PASSAGE —
---
jupytext:
  formats: ipynb,md:myst
  notebook_metadata_filter: all,-language_info,-toc,-latex_envs
  text_representation:
    extension: .md
    format_name: myst
    format_version: 0.13
    jupytext_version: 1.16.6
kernelspec:
  display_name: Python 3 (ipykernel)
  language: python
  name: python3
---

(week7:false_color)=
# Making color composite ("false color") images

+++

## Definitions: "24 bit color", "true color", "false color"


Up to now we have been showing images using "8 bit color", where pixel values are scaled from 0 to 255 and mapped to a palette with
256 different color values.
The finished images that we will create towards the end of this notebook will instead have three layers to drive the red, green and blue levels of a computer/phone display.  Each layer is an 8 bit unsigned integer that can take on $2^8$ = 256 different levels.  The whole image therefore takes
$3 \times 8$ = 24 bits per pixel, or "24 bit color". When the red, green and blue bands are mapped to red, green and blue levels, the image is
called "true color".  When other bands are mapped to display red, green and blue levels the image is called "false color"

+++

## Introduction

Color composite images are a useful tool in remote sensing. They map
arbitrary image wavelengths to the primary colors (for example landsat 8 band 5 (near-ir, 0.86 microns) mapped to red,
landsat 8 band 4 (red, 0.66 microns) mapped to blue, and landsat band 3 (green, 0.55 microns) mapped to blue).

ENTRIES —
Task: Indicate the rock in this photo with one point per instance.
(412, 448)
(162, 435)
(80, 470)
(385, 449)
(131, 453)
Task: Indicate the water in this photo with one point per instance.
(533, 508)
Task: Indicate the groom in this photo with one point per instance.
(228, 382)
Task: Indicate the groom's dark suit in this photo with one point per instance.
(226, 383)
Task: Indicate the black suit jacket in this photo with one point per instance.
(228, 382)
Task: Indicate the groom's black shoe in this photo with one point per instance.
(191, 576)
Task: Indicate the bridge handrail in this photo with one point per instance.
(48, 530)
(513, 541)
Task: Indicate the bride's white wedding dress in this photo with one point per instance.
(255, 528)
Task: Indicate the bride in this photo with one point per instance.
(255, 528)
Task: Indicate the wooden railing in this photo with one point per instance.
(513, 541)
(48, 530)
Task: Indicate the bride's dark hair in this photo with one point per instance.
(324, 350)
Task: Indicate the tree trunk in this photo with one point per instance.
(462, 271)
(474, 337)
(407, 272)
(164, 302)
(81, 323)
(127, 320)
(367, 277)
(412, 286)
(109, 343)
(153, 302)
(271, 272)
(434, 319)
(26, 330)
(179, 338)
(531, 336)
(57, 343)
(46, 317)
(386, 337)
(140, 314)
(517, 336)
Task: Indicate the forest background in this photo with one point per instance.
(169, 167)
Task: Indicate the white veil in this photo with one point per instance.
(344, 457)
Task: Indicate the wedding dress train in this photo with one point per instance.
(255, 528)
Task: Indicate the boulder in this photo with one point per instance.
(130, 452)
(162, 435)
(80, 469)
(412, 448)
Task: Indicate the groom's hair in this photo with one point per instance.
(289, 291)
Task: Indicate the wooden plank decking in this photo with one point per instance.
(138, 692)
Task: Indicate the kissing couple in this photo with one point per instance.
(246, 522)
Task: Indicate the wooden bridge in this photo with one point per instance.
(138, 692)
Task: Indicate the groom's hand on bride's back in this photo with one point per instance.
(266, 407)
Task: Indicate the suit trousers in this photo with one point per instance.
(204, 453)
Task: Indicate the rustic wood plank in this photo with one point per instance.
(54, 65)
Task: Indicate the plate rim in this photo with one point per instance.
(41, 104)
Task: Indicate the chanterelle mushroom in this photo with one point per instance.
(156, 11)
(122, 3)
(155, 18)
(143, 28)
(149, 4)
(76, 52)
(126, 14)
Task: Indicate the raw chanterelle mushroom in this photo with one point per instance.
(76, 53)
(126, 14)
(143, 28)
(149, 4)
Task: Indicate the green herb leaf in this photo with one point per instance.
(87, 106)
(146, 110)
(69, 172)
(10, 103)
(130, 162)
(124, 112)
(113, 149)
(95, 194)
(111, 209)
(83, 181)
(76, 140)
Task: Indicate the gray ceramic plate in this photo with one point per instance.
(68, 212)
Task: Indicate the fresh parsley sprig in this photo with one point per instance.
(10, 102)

EXERCISE — Continue the passage on making false color composite images, starting right after its last sentence.

RESULT BELOW —
In such a "color ir" image, vegetation, which is very bright in the near-ir, will show up as bright red, while
water, different types of soils, etc. will show up as other colors.  Here are some examples of [popular band combinations](https://www.usgs.gov/media/images/common-landsat-band-combinations) for the [landsat 8 bands](https://www.usgs.gov/faqs/what-are-best-landsat-spectral-bands-use-my-research)

*Something to note:  one point of confusion is that the red, green and blue bands for landsat 8 are label band 4, band 3 and band
2 respectively, so remember that an rgb landsat image is desiginated by the band combination 432.*


In this notebook we will generate a "color ir" image from bands 5, 4, 3 using a clipped vancouver scene, reprocessing
them into a false color composite.  The final
format needs to follow the "portable network graphics (png) truecolor" standard: 

1) the pixels in each band have values between 0-255 (i.e. one 8 bit byte)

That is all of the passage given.